To do:
1) List every file path given under "Affected Component" in the E2E test framework ticket.
2) Please carry on writing the E2E test framework ticket from its last sentence.

Excerpt:
┄┄┄┄┄┄┄┄┄┄
Task 7 of the automated tests framework - Traceability, retry, and safe CI/CD

Ticket #173: Hardening the E2E automated tests framework with self-healing, retry, and secure CI/CD
Type: Automation / CI-CD / Security / Reliability
Affected Component: e2e/playwright.config.ts, e2e/src/utils/selfHealingUtil.ts, e2e/src/pages/LoginPage.ts, e2e/package.json, .github/workflows/deploy.yml

1. Context and objective

This task is the seventh and final one in my E2E automated tests framework implementation plan.

After laying the foundations of the Playwright framework (Issue #167), structuring navigation (Issue #168), securing environments (Issue #169), industrializing test data (Issue #170), optimizing execution (Issue #171), and adding advanced network controls (Issue #172), the objective was to establish execution resilience for the automated test framework and integrate it into CI.

The scope was however adjusted to account for a structural constraint of the project: the application runs on a personal production environment containing real financial data. The priority was therefore twofold:

strengthen the robustness of the automated test framework;
integrate a meaningful CI execution without exposing production credentials or normalizing production as a test environment.
┄┄┄┄┄┄┄┄┄┄
Source data:
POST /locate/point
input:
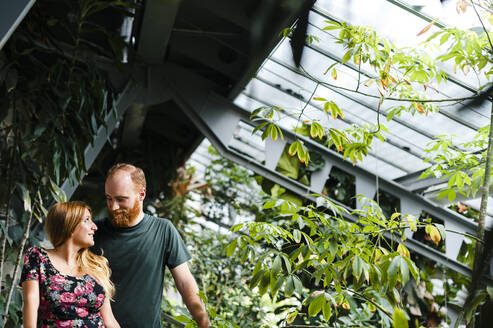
┄┄┄┄┄┄┄┄┄┄
Answer list:
1)
- e2e/playwright.config.ts
- e2e/src/utils/selfHealingUtil.ts
- e2e/src/pages/LoginPage.ts
- e2e/package.json
- .github/workflows/deploy.yml

2)
2. Phase 1 — Retry and execution traceability verification

The Playwright configuration was confirmed around a CI-adapted resilience model:

retries enabled only when CI=true;
trace collection on the first retry via trace: 'on-first-retry';
parallelism limited in CI to reduce interference;
HTML report preserved for post-execution analysis.

This foundation provides a sufficient level of traceability to diagnose intermittent failures without unnecessarily burdening local runs.

A selfHealingUtil utility was consolidated to try multiple selectors in a prioritized order and return the first usable one.

The final implementation provides:

a configurable timeout;
an explicit choice between attached and visible verification;
a strict variant that fails clearly if no selector resolves.

This utility was then wired into LoginPage with fallback selectors for:

the username field;
the password field;
the submit button.

Result: the login flow becomes less brittle against minor UI adjustments, while preserving an explicit failure if the screen genuinely changes its contract.

4. Phase 3 — Secure E2E gate integration in GitHub Actions

The main deployment workflow was extended with a dedicated E2E job that:

installs the e2e/ Node sub-project;
installs only Chromium on the CI runner;
runs a subset of Playwright tests compatible with a secrets-free execution;
publishes Playwright artifacts (playwright-report, test-results) for diagnostics.

Deployment is now gated by two verifications:

the existing backend tests;
the secure E2E gate.

The key decision of this phase was to exclude from the automated pipeline any scenarios that require real production credentials. CI therefore validates the automated test framework, but does not automatically connect to the sensitive personal environment.

5. Critical incident identified and governance resolution

Incident — Risk of indirect exposure of the production environment
The first version of the E2E CI job injected USER_ID and PASSWORD to reproduce the full authentication flow. Technically, this was feasible via GitHub Actions. From a governance standpoint, this choice was disproportionate for a personal project containing real financial data.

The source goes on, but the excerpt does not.